Items from a labeling collection

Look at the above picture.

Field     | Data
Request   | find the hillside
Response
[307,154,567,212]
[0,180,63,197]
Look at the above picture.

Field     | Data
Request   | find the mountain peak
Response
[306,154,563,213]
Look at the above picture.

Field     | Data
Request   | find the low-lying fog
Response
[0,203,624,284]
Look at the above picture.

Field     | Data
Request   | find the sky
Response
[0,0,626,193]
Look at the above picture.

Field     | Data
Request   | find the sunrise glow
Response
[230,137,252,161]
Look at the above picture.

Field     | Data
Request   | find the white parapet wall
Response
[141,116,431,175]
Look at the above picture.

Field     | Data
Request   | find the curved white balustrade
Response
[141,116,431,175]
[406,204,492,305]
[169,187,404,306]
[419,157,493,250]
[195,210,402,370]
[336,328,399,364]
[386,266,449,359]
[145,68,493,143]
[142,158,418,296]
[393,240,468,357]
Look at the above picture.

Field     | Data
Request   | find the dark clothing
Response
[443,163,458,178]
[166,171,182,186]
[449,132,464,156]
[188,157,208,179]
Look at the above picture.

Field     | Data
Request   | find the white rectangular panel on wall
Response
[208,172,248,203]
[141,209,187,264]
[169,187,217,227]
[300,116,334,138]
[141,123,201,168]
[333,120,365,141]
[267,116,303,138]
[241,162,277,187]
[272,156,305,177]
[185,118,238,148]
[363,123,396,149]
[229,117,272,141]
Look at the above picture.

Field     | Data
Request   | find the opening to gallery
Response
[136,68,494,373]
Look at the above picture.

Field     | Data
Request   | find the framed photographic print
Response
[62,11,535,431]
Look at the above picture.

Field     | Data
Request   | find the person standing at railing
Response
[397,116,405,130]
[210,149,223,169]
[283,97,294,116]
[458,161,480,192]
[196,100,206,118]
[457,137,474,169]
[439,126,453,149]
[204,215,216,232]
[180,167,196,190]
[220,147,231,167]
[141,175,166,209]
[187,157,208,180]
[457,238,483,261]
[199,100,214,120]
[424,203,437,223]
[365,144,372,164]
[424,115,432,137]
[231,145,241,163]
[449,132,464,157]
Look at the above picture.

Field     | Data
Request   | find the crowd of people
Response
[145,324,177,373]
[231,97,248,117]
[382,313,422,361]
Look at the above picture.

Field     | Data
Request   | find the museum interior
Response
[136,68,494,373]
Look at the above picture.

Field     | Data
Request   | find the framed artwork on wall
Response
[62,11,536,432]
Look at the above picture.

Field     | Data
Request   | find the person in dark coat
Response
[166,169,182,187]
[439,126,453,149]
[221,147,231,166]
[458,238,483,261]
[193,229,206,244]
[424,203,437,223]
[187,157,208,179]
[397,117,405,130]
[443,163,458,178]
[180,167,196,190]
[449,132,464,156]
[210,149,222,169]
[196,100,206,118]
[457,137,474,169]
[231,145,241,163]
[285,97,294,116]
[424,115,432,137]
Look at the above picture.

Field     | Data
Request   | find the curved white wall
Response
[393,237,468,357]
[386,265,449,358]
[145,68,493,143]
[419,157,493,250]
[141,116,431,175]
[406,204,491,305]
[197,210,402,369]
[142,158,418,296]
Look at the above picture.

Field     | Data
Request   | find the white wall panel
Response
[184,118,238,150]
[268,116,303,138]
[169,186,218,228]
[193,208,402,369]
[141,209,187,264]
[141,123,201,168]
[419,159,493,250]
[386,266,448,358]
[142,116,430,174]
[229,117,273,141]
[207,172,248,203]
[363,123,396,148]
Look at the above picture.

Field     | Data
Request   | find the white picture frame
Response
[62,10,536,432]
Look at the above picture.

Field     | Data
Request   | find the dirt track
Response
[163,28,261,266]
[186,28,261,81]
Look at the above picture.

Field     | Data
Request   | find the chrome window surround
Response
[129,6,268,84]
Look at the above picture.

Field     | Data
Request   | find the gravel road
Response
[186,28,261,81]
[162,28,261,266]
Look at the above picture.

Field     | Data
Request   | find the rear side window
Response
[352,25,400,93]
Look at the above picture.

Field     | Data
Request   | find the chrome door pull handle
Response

Challenge: Could you give every line of the listing above as a JSON list of strings, one string per line, with the blank lines dropped?

Final result:
[
  "Look at the above picture.",
  "Field     | Data",
  "Request   | find the hillside",
  "Response",
  "[307,154,567,212]",
  "[0,180,63,197]",
  "Look at the above picture.",
  "Field     | Data",
  "Request   | find the mountain peak",
  "Response",
  "[306,154,563,213]",
  "Look at the above picture.",
  "Field     | Data",
  "Request   | find the low-lying fog",
  "Response",
  "[0,203,624,284]",
  "Look at the above picture.",
  "Field     | Data",
  "Request   | find the sky",
  "Response",
  "[0,0,626,193]",
  "Look at the above picture.",
  "Field     | Data",
  "Request   | find the sunrise glow",
  "Response",
  "[230,137,252,161]",
  "Look at the above picture.",
  "Field     | Data",
  "Request   | find the white parapet wall",
  "Response",
  "[141,116,431,175]",
  "Look at the above picture.",
  "Field     | Data",
  "Request   | find the curved white balustrade",
  "Response",
  "[141,116,431,175]",
  "[406,204,492,305]",
  "[169,187,404,306]",
  "[419,157,493,250]",
  "[195,210,402,370]",
  "[336,328,399,364]",
  "[386,266,449,359]",
  "[145,68,493,143]",
  "[142,158,418,296]",
  "[393,240,468,357]",
  "Look at the above picture.",
  "Field     | Data",
  "Request   | find the dark clothing",
  "Response",
  "[443,163,458,178]",
  "[166,171,182,186]",
  "[449,132,464,156]",
  "[188,157,208,179]",
  "Look at the above picture.",
  "Field     | Data",
  "Request   | find the white rectangular panel on wall",
  "Response",
  "[208,172,248,203]",
  "[141,209,187,264]",
  "[169,187,217,227]",
  "[300,116,334,138]",
  "[141,123,201,168]",
  "[333,120,365,141]",
  "[267,116,303,138]",
  "[241,162,277,187]",
  "[272,156,305,177]",
  "[185,118,238,148]",
  "[363,123,396,149]",
  "[229,117,272,141]",
  "Look at the above picture.",
  "Field     | Data",
  "Request   | find the opening to gallery",
  "Response",
  "[136,68,494,373]",
  "Look at the above picture.",
  "Field     | Data",
  "Request   | find the framed photographic print",
  "Response",
  "[62,11,535,431]",
  "Look at the above picture.",
  "Field     | Data",
  "Request   | find the person standing at railing",
  "Response",
  "[397,116,405,130]",
  "[210,149,223,169]",
  "[283,97,294,116]",
  "[458,161,480,192]",
  "[196,100,206,118]",
  "[457,137,474,169]",
  "[439,126,453,149]",
  "[204,215,216,232]",
  "[180,167,196,190]",
  "[220,147,231,167]",
  "[141,175,166,209]",
  "[187,157,208,180]",
  "[457,238,483,261]",
  "[199,100,214,120]",
  "[424,203,437,223]",
  "[365,144,372,164]",
  "[424,115,432,137]",
  "[231,145,241,163]",
  "[449,132,464,157]",
  "Look at the above picture.",
  "Field     | Data",
  "Request   | find the crowd of people",
  "Response",
  "[145,324,177,373]",
  "[231,97,248,117]",
  "[382,313,422,361]",
  "Look at the above picture.",
  "Field     | Data",
  "Request   | find the museum interior",
  "Response",
  "[136,68,494,373]",
  "Look at the above picture.",
  "Field     | Data",
  "Request   | find the framed artwork on wall",
  "Response",
  "[62,11,536,432]",
  "Look at the above picture.",
  "Field     | Data",
  "Request   | find the person in dark coat",
  "Response",
  "[166,169,182,187]",
  "[439,126,453,149]",
  "[221,147,231,166]",
  "[458,238,483,261]",
  "[193,229,206,244]",
  "[424,203,437,223]",
  "[187,157,208,179]",
  "[397,117,405,130]",
  "[443,163,458,178]",
  "[180,167,196,190]",
  "[449,132,464,156]",
  "[210,149,222,169]",
  "[196,100,206,118]",
  "[457,137,474,169]",
  "[231,145,241,163]",
  "[285,97,294,116]",
  "[424,115,432,137]",
  "Look at the above picture.",
  "Field     | Data",
  "Request   | find the curved white wall",
  "Response",
  "[393,237,468,357]",
  "[386,265,449,358]",
  "[145,68,493,143]",
  "[419,157,493,250]",
  "[141,116,431,175]",
  "[406,204,491,305]",
  "[197,210,402,369]",
  "[142,158,418,296]",
  "Look at the above picture.",
  "Field     | Data",
  "Request   | find the white wall panel",
  "Response",
  "[184,118,238,150]",
  "[268,116,303,138]",
  "[169,186,218,228]",
  "[193,208,402,369]",
  "[141,209,187,264]",
  "[141,123,201,168]",
  "[419,159,493,250]",
  "[386,266,448,358]",
  "[142,116,430,174]",
  "[229,117,273,141]",
  "[207,172,248,203]",
  "[363,123,396,148]",
  "Look at the above picture.",
  "Field     | Data",
  "Request   | find the white picture frame",
  "Response",
  "[62,10,536,432]",
  "Look at the above picture.",
  "Field     | Data",
  "Request   | find the dirt track",
  "Response",
  "[163,28,261,266]",
  "[186,28,261,81]",
  "Look at the above picture.",
  "Field     | Data",
  "Request   | find the chrome window surround",
  "Response",
  "[129,6,268,84]",
  "Look at the above picture.",
  "Field     | Data",
  "Request   | find the gravel road",
  "Response",
  "[186,28,261,81]",
  "[162,28,261,266]",
  "Look at the above picture.",
  "Field     | Data",
  "Request   | find the rear side window",
  "Response",
  "[352,25,400,93]",
  "Look at the above picture.",
  "Field     | Data",
  "Request   | find the chrome door pull handle",
  "Response"
]